_Exercise materials_:
+---+

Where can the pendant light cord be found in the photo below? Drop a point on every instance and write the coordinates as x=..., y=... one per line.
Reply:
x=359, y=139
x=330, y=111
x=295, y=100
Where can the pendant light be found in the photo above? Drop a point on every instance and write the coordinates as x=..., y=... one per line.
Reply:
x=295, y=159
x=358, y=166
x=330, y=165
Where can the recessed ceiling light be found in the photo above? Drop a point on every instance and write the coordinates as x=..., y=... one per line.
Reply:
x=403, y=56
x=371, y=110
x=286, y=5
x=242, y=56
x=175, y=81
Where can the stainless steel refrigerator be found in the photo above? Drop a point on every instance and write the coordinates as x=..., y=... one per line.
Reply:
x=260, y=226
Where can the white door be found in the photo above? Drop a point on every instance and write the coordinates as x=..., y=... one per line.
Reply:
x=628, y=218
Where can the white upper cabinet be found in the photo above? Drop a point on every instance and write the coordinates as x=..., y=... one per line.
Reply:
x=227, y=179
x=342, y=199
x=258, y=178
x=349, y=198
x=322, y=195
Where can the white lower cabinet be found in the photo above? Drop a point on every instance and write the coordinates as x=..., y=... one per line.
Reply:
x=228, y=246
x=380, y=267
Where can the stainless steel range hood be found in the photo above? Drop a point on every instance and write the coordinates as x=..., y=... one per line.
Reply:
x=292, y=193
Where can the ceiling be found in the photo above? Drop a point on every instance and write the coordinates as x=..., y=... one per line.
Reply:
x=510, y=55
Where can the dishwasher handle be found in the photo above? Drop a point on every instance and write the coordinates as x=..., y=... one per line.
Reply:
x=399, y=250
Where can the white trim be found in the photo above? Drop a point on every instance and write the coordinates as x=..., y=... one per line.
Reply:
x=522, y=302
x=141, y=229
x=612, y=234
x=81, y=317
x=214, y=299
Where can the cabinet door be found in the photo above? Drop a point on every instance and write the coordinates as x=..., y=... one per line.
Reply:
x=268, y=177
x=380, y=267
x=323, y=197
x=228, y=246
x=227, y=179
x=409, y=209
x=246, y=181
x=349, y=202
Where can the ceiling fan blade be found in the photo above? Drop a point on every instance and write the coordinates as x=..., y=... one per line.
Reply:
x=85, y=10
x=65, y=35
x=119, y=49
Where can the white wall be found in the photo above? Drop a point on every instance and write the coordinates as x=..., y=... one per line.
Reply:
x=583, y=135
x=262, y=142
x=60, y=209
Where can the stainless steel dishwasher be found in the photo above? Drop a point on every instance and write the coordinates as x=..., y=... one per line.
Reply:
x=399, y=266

+---+

_What you should do_: Reproduce the lines from the one containing "Where can the white wall" through the end of the data, both included. Scale every coordinate in the replies by 0.6, rounding to whole numbers with halves going up, keep all other lines unchanged, and give only these lines.

_Written solution_:
Where can the white wall be found in the photo above? Drop a point on every instance and write the coordinates as x=..., y=... one per line.
Reply:
x=350, y=81
x=157, y=85
x=36, y=125
Where can the stainless steel dishwasher be found in the photo above? Drop a point on every instance and write the coordinates as x=..., y=... one per line.
Reply:
x=239, y=160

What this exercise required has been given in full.